- Problem to solve
Only the lines from the one containing "of the drooping" through the end of the material are to be echoed, each exactly as it appears.

- Material

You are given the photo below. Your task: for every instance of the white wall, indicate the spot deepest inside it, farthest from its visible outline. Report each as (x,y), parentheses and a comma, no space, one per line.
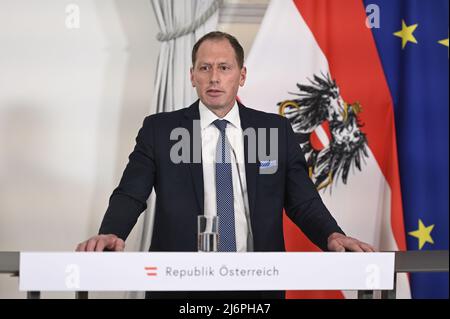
(71,104)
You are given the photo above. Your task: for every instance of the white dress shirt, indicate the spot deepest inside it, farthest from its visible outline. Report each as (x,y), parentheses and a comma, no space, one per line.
(210,135)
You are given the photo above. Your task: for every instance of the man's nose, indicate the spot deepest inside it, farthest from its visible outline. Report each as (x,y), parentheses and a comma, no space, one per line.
(215,78)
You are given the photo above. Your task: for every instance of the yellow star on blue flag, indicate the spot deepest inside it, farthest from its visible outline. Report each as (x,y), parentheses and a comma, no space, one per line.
(407,33)
(423,234)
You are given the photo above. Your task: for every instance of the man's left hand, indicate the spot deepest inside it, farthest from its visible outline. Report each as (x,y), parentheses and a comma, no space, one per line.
(341,243)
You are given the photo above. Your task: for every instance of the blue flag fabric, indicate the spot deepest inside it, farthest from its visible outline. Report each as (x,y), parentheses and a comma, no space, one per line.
(412,41)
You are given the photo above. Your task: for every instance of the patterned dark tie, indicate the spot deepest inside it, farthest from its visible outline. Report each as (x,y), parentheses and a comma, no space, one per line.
(224,191)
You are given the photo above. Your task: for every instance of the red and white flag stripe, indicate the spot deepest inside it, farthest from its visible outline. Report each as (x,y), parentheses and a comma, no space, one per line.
(302,38)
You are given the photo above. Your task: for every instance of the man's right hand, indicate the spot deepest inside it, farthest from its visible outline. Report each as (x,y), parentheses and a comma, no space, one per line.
(102,242)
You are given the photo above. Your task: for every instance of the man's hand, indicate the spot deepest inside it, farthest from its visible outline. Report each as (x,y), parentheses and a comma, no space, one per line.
(341,243)
(102,242)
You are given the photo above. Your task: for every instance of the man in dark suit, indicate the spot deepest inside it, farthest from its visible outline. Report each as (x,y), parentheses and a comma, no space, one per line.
(219,167)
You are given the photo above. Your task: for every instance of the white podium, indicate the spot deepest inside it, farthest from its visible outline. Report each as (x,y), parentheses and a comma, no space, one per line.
(157,271)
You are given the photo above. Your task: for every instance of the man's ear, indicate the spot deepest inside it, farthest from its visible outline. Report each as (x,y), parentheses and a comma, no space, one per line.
(243,76)
(192,77)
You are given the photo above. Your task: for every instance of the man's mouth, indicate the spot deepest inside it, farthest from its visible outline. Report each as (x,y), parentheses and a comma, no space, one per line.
(214,92)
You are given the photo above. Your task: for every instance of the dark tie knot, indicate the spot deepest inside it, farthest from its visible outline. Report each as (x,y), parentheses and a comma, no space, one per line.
(221,125)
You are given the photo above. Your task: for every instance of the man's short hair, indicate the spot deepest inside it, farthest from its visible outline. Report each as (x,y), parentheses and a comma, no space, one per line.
(217,35)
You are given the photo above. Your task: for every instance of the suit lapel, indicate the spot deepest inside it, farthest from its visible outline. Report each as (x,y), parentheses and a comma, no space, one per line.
(192,113)
(251,169)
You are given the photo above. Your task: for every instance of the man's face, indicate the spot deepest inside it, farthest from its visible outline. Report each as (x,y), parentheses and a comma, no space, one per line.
(216,74)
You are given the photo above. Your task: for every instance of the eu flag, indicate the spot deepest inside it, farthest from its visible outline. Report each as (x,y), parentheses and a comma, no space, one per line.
(412,41)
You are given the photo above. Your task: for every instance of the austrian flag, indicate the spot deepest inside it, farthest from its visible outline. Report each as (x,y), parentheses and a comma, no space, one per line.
(316,63)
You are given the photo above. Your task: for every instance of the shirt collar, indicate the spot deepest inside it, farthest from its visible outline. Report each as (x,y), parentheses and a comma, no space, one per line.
(207,117)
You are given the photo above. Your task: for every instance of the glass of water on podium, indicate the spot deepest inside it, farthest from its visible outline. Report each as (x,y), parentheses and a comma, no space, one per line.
(208,233)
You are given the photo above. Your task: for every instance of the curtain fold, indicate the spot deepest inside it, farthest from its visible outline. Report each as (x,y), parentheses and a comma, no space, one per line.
(181,24)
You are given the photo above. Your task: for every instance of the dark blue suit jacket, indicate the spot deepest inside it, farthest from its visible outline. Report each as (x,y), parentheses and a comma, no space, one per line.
(179,187)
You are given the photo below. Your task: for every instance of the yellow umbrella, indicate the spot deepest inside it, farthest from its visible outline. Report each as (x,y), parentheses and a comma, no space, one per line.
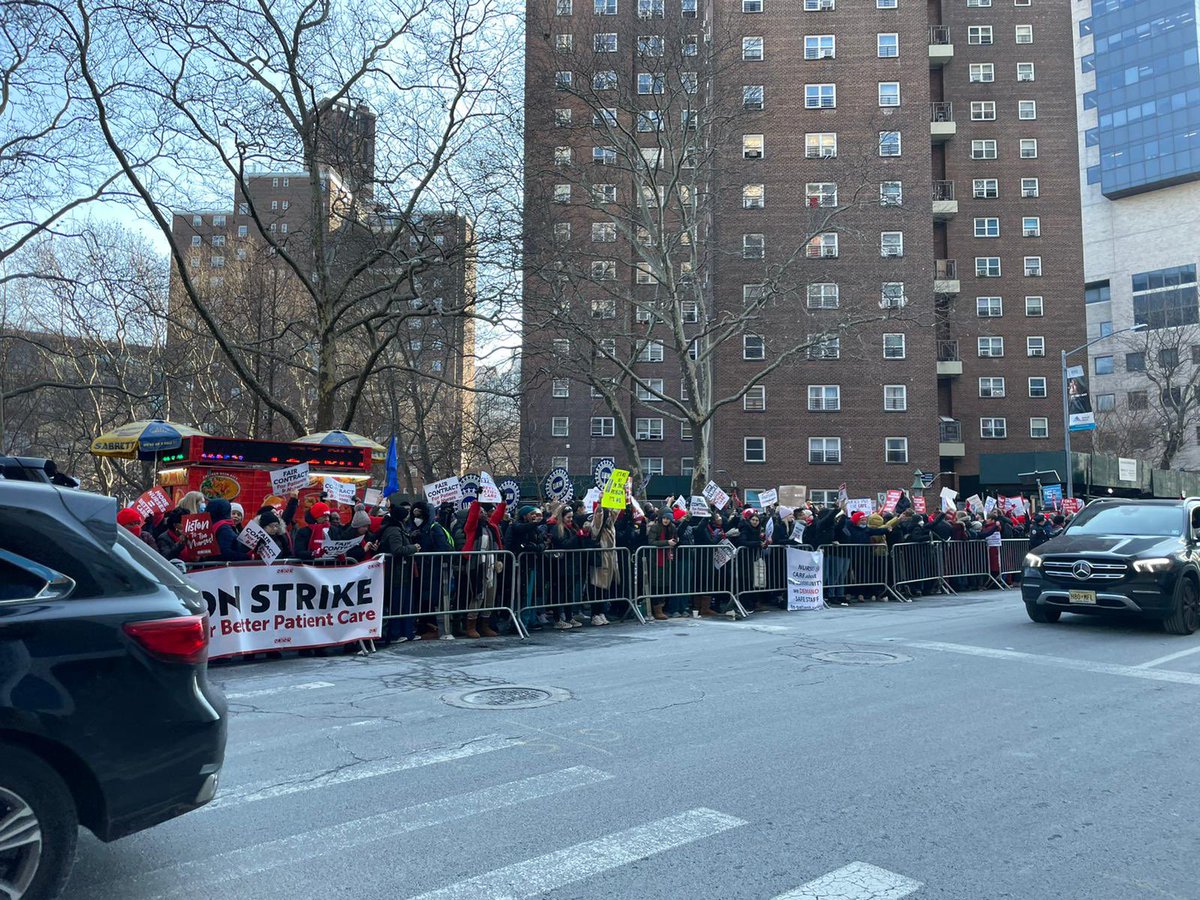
(346,438)
(145,436)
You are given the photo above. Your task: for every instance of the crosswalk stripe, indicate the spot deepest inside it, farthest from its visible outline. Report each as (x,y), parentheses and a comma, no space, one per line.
(857,881)
(551,871)
(233,865)
(311,781)
(281,689)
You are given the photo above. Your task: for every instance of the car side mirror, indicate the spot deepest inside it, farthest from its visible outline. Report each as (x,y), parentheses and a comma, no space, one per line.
(33,581)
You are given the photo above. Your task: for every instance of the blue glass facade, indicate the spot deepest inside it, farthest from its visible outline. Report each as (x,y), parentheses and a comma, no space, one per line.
(1147,93)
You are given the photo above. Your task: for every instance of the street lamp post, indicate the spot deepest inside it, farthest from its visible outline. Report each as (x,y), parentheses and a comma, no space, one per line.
(1066,405)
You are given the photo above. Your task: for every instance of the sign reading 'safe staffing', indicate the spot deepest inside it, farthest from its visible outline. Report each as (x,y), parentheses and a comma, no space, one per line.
(291,607)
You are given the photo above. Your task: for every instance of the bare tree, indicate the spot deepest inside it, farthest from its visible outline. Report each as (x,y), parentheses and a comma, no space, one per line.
(642,201)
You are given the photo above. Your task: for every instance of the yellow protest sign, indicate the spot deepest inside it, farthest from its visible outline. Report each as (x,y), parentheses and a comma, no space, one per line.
(615,493)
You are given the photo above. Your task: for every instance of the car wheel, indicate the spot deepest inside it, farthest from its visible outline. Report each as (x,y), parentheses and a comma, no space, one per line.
(39,826)
(1186,617)
(1042,615)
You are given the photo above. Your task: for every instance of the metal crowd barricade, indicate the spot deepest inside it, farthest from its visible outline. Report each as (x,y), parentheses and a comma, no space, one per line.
(852,569)
(1012,556)
(913,564)
(965,565)
(569,580)
(678,575)
(449,585)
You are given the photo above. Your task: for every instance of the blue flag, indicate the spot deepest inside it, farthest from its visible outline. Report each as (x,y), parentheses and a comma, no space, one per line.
(393,483)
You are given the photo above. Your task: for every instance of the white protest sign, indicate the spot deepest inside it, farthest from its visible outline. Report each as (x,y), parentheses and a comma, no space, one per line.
(255,537)
(330,550)
(339,491)
(289,479)
(723,553)
(321,606)
(714,495)
(487,490)
(448,490)
(805,587)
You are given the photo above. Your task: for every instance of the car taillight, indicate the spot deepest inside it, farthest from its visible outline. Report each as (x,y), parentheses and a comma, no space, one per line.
(179,640)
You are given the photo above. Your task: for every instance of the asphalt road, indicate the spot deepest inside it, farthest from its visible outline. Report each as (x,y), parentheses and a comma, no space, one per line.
(942,749)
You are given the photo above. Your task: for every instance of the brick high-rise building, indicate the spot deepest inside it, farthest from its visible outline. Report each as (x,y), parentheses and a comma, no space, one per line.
(897,175)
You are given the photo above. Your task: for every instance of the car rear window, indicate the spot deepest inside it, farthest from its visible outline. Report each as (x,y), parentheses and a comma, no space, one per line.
(95,570)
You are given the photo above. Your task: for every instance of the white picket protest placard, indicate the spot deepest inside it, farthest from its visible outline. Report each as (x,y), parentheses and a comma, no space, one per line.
(448,490)
(255,537)
(309,606)
(805,588)
(714,495)
(487,490)
(339,491)
(289,479)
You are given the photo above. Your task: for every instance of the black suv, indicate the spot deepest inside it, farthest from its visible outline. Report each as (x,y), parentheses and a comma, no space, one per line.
(1121,557)
(107,718)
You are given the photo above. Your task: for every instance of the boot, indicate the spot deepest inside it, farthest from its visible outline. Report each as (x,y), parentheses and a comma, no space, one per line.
(469,631)
(486,630)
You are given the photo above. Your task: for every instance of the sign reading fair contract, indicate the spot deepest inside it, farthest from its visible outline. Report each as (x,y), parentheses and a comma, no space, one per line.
(291,607)
(615,493)
(289,479)
(448,490)
(339,491)
(714,495)
(805,587)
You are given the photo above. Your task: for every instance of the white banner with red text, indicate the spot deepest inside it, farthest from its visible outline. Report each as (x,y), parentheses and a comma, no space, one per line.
(291,607)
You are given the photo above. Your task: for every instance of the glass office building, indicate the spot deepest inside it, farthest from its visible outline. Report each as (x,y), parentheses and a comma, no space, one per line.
(1146,96)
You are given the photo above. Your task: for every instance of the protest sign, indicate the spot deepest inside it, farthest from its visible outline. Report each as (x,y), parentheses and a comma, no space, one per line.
(339,491)
(558,485)
(448,490)
(197,533)
(255,537)
(865,505)
(487,490)
(714,495)
(615,492)
(792,495)
(289,479)
(291,607)
(805,580)
(510,491)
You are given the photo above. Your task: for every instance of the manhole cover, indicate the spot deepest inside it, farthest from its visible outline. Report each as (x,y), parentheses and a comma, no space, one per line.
(862,658)
(509,696)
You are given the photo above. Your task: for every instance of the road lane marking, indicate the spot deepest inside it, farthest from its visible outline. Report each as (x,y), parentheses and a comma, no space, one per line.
(1079,665)
(857,881)
(552,871)
(375,768)
(281,689)
(1168,658)
(184,879)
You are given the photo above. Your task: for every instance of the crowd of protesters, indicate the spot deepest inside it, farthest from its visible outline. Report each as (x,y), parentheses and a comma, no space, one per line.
(570,563)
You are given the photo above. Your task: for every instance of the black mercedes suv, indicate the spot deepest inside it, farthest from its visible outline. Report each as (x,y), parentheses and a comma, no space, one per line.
(107,718)
(1117,556)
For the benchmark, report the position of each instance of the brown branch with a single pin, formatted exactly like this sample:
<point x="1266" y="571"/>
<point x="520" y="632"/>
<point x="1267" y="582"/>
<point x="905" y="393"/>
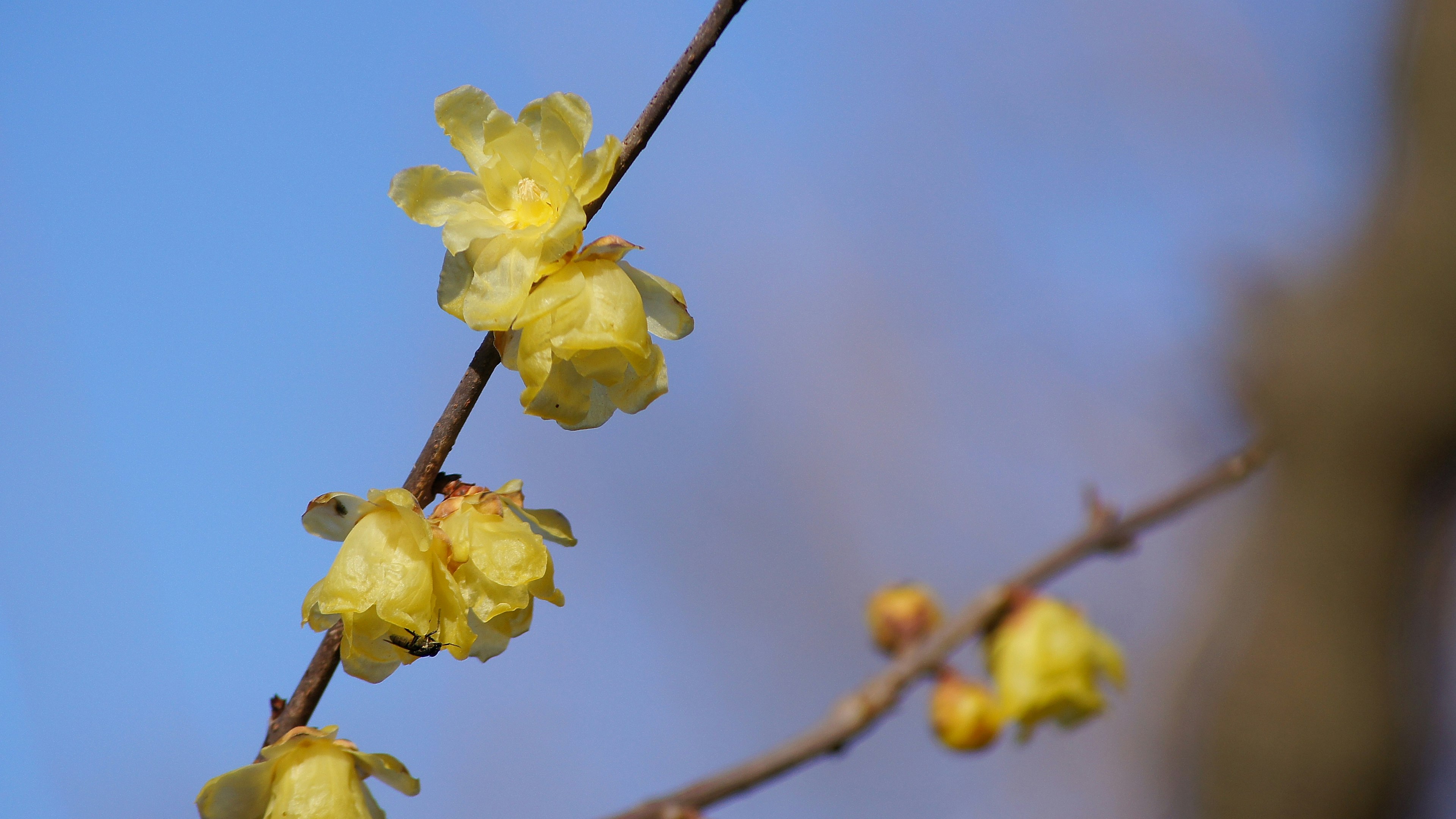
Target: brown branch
<point x="657" y="108"/>
<point x="854" y="713"/>
<point x="421" y="480"/>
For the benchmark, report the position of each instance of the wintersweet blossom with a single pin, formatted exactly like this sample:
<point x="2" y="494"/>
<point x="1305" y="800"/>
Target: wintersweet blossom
<point x="391" y="582"/>
<point x="583" y="339"/>
<point x="509" y="565"/>
<point x="963" y="713"/>
<point x="1047" y="659"/>
<point x="405" y="586"/>
<point x="519" y="209"/>
<point x="308" y="774"/>
<point x="902" y="614"/>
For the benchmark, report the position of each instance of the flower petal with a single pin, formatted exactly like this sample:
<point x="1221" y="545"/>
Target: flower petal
<point x="238" y="795"/>
<point x="548" y="524"/>
<point x="389" y="772"/>
<point x="501" y="282"/>
<point x="431" y="195"/>
<point x="599" y="411"/>
<point x="634" y="394"/>
<point x="663" y="304"/>
<point x="560" y="117"/>
<point x="464" y="114"/>
<point x="333" y="515"/>
<point x="598" y="168"/>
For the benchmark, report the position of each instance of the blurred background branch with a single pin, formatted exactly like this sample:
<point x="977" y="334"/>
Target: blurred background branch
<point x="1329" y="704"/>
<point x="854" y="713"/>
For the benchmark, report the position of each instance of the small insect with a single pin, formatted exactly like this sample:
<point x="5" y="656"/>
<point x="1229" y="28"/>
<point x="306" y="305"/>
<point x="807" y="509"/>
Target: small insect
<point x="420" y="645"/>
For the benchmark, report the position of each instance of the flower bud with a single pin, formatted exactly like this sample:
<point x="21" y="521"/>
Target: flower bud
<point x="899" y="615"/>
<point x="963" y="713"/>
<point x="1046" y="659"/>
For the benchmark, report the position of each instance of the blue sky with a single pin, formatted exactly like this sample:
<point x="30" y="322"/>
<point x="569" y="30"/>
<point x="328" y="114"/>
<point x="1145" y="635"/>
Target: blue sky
<point x="948" y="261"/>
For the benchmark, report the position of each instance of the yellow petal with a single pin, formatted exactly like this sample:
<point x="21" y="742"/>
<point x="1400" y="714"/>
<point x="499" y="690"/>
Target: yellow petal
<point x="238" y="795"/>
<point x="333" y="515"/>
<point x="501" y="282"/>
<point x="548" y="524"/>
<point x="606" y="314"/>
<point x="431" y="195"/>
<point x="598" y="168"/>
<point x="455" y="282"/>
<point x="389" y="772"/>
<point x="318" y="780"/>
<point x="561" y="121"/>
<point x="663" y="304"/>
<point x="464" y="113"/>
<point x="491" y="637"/>
<point x="565" y="234"/>
<point x="599" y="411"/>
<point x="641" y="388"/>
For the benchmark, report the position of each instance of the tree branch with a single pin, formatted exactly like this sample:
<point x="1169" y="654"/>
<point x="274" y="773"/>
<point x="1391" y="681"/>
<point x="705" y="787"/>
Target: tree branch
<point x="854" y="713"/>
<point x="421" y="480"/>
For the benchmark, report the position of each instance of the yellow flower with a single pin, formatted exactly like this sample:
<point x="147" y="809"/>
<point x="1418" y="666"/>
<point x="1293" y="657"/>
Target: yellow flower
<point x="1046" y="659"/>
<point x="391" y="582"/>
<point x="509" y="565"/>
<point x="519" y="209"/>
<point x="963" y="713"/>
<point x="583" y="344"/>
<point x="902" y="614"/>
<point x="308" y="774"/>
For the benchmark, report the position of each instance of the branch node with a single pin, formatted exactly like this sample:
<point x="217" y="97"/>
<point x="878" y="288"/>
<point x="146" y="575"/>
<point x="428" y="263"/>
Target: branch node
<point x="1103" y="519"/>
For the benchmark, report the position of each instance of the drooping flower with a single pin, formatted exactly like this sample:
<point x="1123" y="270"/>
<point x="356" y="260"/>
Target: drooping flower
<point x="963" y="713"/>
<point x="391" y="582"/>
<point x="583" y="340"/>
<point x="509" y="568"/>
<point x="407" y="586"/>
<point x="308" y="774"/>
<point x="902" y="614"/>
<point x="519" y="209"/>
<point x="1047" y="659"/>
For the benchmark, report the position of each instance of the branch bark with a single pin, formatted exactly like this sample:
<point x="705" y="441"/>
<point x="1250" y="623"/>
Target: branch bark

- Finished task
For the benchmark, report the position of each instance of the drooping flower with a single pin, formatted exactly like this sample:
<point x="1123" y="270"/>
<point x="356" y="260"/>
Target: drooping flower
<point x="963" y="713"/>
<point x="391" y="582"/>
<point x="583" y="340"/>
<point x="509" y="568"/>
<point x="407" y="586"/>
<point x="308" y="774"/>
<point x="902" y="614"/>
<point x="519" y="209"/>
<point x="1047" y="659"/>
For the benchmark, report the position of each instance of the branch bark with a single pin, formatted exactly like this sample:
<point x="705" y="441"/>
<point x="1250" y="623"/>
Target: branch bark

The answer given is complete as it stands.